▸ **Problem to work on**:
Please repeat the listing below exactly, but do not include its pictures.

▸ **Information provided**:
>>>>>
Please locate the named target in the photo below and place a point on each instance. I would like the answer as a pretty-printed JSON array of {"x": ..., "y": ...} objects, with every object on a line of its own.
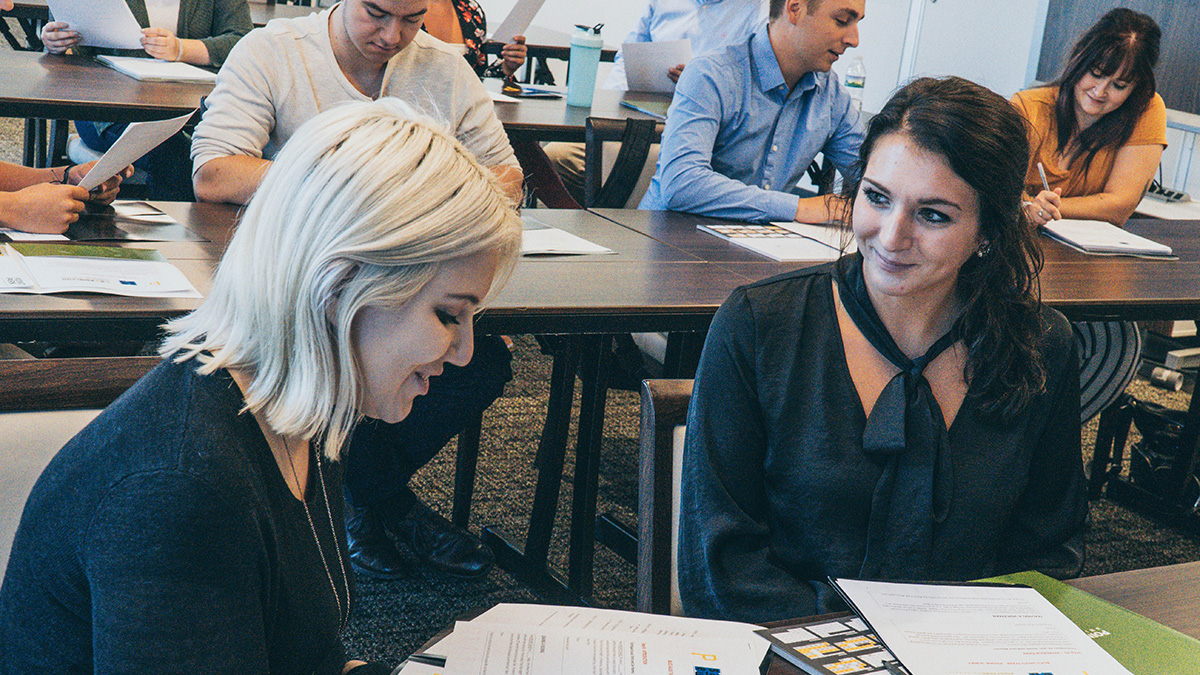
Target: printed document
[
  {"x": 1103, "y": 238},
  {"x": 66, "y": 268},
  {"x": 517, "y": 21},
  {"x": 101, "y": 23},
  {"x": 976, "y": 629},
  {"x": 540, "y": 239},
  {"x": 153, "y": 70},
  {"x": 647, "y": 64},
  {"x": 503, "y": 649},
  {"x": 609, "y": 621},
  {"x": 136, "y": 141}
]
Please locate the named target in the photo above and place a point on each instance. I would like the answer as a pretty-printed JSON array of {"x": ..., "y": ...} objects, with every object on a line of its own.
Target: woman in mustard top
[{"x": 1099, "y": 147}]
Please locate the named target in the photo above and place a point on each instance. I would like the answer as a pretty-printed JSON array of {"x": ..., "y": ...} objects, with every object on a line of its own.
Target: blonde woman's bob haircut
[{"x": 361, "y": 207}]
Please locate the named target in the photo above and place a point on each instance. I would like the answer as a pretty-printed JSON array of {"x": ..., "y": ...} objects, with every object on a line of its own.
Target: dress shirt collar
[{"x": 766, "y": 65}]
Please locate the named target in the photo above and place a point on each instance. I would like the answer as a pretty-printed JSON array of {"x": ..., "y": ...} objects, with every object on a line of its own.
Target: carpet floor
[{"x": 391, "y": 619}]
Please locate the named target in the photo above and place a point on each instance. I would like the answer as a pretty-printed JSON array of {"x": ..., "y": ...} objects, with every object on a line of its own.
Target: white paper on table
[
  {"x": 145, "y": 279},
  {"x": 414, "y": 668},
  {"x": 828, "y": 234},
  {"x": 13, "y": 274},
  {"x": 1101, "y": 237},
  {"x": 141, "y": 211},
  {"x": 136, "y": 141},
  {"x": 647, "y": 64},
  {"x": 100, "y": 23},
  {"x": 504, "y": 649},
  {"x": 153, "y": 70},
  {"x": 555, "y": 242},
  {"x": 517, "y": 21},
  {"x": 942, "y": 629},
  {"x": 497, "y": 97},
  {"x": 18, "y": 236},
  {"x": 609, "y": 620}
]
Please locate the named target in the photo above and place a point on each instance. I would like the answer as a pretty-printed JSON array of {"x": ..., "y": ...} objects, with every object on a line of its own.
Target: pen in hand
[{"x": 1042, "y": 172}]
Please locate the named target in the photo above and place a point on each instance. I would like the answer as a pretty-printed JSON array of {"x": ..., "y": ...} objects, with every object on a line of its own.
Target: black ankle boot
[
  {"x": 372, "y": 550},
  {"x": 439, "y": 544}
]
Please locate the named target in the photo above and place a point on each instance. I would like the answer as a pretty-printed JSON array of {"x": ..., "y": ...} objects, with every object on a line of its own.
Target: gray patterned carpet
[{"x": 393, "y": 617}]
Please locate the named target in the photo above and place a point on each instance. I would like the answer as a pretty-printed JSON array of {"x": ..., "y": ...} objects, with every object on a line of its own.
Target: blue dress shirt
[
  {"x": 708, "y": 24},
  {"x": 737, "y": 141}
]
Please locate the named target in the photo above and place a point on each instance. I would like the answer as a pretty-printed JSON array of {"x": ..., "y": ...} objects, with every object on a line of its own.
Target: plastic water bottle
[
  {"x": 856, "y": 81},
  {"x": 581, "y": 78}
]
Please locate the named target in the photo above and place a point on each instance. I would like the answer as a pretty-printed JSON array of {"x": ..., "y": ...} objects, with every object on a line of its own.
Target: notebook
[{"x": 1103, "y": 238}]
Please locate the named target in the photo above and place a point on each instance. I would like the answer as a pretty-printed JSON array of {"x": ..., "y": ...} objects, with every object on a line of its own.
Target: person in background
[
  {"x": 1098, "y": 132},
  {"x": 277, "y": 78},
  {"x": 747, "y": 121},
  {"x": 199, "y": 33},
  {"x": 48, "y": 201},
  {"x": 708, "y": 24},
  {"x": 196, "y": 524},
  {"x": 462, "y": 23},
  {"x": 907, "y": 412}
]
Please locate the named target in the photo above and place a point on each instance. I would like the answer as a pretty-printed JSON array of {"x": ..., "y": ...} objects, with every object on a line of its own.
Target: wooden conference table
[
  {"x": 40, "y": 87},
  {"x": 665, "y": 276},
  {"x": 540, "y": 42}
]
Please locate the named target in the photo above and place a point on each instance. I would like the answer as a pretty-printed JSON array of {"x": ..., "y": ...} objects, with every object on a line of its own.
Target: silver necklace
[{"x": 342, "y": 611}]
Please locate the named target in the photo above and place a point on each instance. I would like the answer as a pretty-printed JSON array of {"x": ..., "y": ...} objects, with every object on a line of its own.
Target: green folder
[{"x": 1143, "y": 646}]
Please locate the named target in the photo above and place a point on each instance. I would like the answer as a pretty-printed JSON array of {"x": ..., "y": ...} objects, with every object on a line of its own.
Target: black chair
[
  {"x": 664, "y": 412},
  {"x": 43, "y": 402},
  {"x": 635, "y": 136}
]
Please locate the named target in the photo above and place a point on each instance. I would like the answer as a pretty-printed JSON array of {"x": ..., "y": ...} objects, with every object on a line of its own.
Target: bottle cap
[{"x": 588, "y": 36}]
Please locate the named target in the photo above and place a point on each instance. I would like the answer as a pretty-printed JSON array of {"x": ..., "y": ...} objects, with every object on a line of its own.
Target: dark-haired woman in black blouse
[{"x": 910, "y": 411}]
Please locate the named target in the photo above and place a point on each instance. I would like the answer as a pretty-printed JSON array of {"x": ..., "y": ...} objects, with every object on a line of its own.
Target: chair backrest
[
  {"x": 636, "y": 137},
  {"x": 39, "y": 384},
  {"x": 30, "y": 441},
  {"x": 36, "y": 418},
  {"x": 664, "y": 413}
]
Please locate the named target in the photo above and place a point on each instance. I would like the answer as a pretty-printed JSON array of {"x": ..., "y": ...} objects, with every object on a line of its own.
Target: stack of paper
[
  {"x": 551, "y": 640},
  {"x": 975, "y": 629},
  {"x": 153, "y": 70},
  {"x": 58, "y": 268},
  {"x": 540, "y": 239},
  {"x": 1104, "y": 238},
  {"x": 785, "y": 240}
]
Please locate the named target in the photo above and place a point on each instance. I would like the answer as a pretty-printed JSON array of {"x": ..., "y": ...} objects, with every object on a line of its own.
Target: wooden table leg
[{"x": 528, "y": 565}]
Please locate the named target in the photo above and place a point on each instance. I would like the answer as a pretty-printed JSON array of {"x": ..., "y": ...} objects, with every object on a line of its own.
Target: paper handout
<<<<<
▸ **Problem solution**:
Please locate the named target in the photo below and place a point on each instance. I would like the answer as a pretty-printed JSON array of {"x": ..., "y": ...} objects, with every object on a line of its own.
Target: printed document
[
  {"x": 1103, "y": 238},
  {"x": 66, "y": 268},
  {"x": 517, "y": 21},
  {"x": 101, "y": 23},
  {"x": 976, "y": 629},
  {"x": 540, "y": 239},
  {"x": 153, "y": 70},
  {"x": 647, "y": 64},
  {"x": 503, "y": 649},
  {"x": 609, "y": 621},
  {"x": 136, "y": 141}
]
Please locate the named target in the photo above and place a point on each instance. I would like the answer as a pretty-printed JSON array of {"x": ..., "y": ...} objects, with every object on a line of its own.
Target: woman in mustard top
[{"x": 1099, "y": 147}]
Please locate the named target in the photo above and place a point on each instance. I would like the answer as a pretty-printed JSON array of {"x": ..., "y": ...} objects, with every object on a line of its own.
Target: blonde woman's bob haircut
[{"x": 361, "y": 207}]
Please locate the named target in the photo above and place a point on each instance. I would like the answer as a pretty-printed JSON array of {"x": ..., "y": ...} objects, with every object on a line of its own.
Target: dress shirt collar
[{"x": 766, "y": 65}]
Please locate the named target in the photo above and place a point on each instance. I would like the answer as a pretty-printed JSON array of {"x": ..., "y": ...} objects, with every object on a line of its own.
Target: carpet floor
[{"x": 391, "y": 619}]
Please locate the named target in the photo above and place a point on each instance. I would like the answer as a pretty-printed JSON array of {"x": ..., "y": ...} objects, with every object on a line of its own.
Target: white paper on table
[
  {"x": 145, "y": 279},
  {"x": 414, "y": 668},
  {"x": 828, "y": 234},
  {"x": 13, "y": 274},
  {"x": 1101, "y": 237},
  {"x": 141, "y": 211},
  {"x": 136, "y": 141},
  {"x": 647, "y": 64},
  {"x": 100, "y": 23},
  {"x": 504, "y": 649},
  {"x": 153, "y": 70},
  {"x": 555, "y": 242},
  {"x": 517, "y": 21},
  {"x": 942, "y": 629},
  {"x": 497, "y": 97},
  {"x": 18, "y": 236},
  {"x": 609, "y": 620}
]
Please locate the named target in the photo above and place a point on each instance. I would like the answer as a pretty-printed JSON array of {"x": ..., "y": ...} objects, with every object on a line of its own.
Target: pen in hand
[{"x": 1042, "y": 172}]
Please locate the named target in the photo above and place a point on each instance. I would like the answer as a pretty-printed JSON array of {"x": ..., "y": ...} objects, with every object on a line of its own.
Target: black ankle boot
[
  {"x": 372, "y": 550},
  {"x": 439, "y": 544}
]
Please locate the named target in the photo above and place a point on each instance. I would like the answer as a pretty-printed JSON array of {"x": ..., "y": ...} objects, with every object on a line of its own.
Target: gray patterned carpet
[{"x": 393, "y": 617}]
Please locate the named target in the photo above and place a point on each instance. I would like the answer as a pretty-printed JSON array of {"x": ..., "y": ...} objects, with every object on a line of its own.
Target: blue dress shirt
[
  {"x": 708, "y": 24},
  {"x": 737, "y": 141}
]
Please locate the named target in the photo above and place a point on each instance. I would like the answer as a pretty-printed JSON array of {"x": ..., "y": ...} objects, with every object on a line of its own.
Target: plastic water bottle
[
  {"x": 856, "y": 81},
  {"x": 581, "y": 78}
]
Please locate the named target in the photo above and place a point on each instance. I would like the answer as a pretty-printed JSON array of {"x": ..., "y": ...} objects, with every object on a line of its own.
Target: notebook
[{"x": 1103, "y": 238}]
Please locate the named target in the photo above and place a point on each instance. I would like the answer as a pretty-printed JSON array of {"x": ..., "y": ...} objects, with every object on a line of its own.
Target: person in background
[
  {"x": 1098, "y": 132},
  {"x": 277, "y": 78},
  {"x": 747, "y": 121},
  {"x": 199, "y": 33},
  {"x": 48, "y": 201},
  {"x": 708, "y": 24},
  {"x": 196, "y": 524},
  {"x": 462, "y": 23},
  {"x": 907, "y": 412}
]
Please locate the named target in the photo above and place a point on each instance. I would like the answer as a pretty-printed JSON array of {"x": ..., "y": ...} objects, with every object on a line of its own.
Target: wooden conference table
[
  {"x": 40, "y": 87},
  {"x": 665, "y": 276},
  {"x": 540, "y": 42}
]
Please locate the named target in the photo above and place a point on each instance. I would like the answer as a pretty-printed JSON array of {"x": ..., "y": ...} objects, with every object on a line of its own.
Target: silver necklace
[{"x": 342, "y": 611}]
Please locate the named target in the photo above and place a point on each instance. I would like the answer as a pretty-printed JSON array of {"x": ..., "y": ...} objects, with every object on a line of its own.
Target: green folder
[{"x": 1143, "y": 646}]
Please locate the named target in the photo above and place a point on each instance. I would like the answer as a pretty-printed JSON array of {"x": ..., "y": ...} objects, with every object on a line of its own.
Target: black chair
[
  {"x": 664, "y": 412},
  {"x": 43, "y": 402},
  {"x": 635, "y": 136}
]
Please locate the named target in the photo above and place a point on each instance. I would like the answer as a pretty-printed JSON array of {"x": ..., "y": ...} objects, with every object on a line of its own.
Target: bottle cap
[{"x": 588, "y": 36}]
Please locate the named target in the photo above and place a point on each instance. I would like the answer as a pretty-printed JSON array of {"x": ..., "y": ...} objects, with every object on a line of its own.
Target: dark-haired woman in black blouse
[{"x": 910, "y": 411}]
Please locate the named target in the photo above and place a point on each instance. I would like the answer as a pretty-printed JSON array of {"x": ..., "y": ...} objects, with every object on a line of its own.
Target: chair backrest
[
  {"x": 636, "y": 137},
  {"x": 39, "y": 384},
  {"x": 30, "y": 441},
  {"x": 36, "y": 418},
  {"x": 664, "y": 413}
]
Please locate the named target in the photo above and place a point on each instance. I would like the answer as a pretty-printed JSON array of {"x": ..., "y": ...} objects, with every object on a line of its own.
Target: stack of paper
[
  {"x": 551, "y": 640},
  {"x": 975, "y": 629},
  {"x": 153, "y": 70},
  {"x": 58, "y": 268},
  {"x": 540, "y": 239},
  {"x": 1104, "y": 238},
  {"x": 785, "y": 240}
]
Please locate the named target in the photo above and place a point on each instance. I would like the answer as a pretty-printed JSON array of {"x": ..., "y": ...} objects, with every object on a line of its own.
Target: wooden table leg
[{"x": 528, "y": 565}]
Please locate the named target in the photo above and place a point on each instance. I would like the answer as a pretty-printed JSON array of {"x": ..., "y": ...} objects, with every object on a line of its own.
Target: paper handout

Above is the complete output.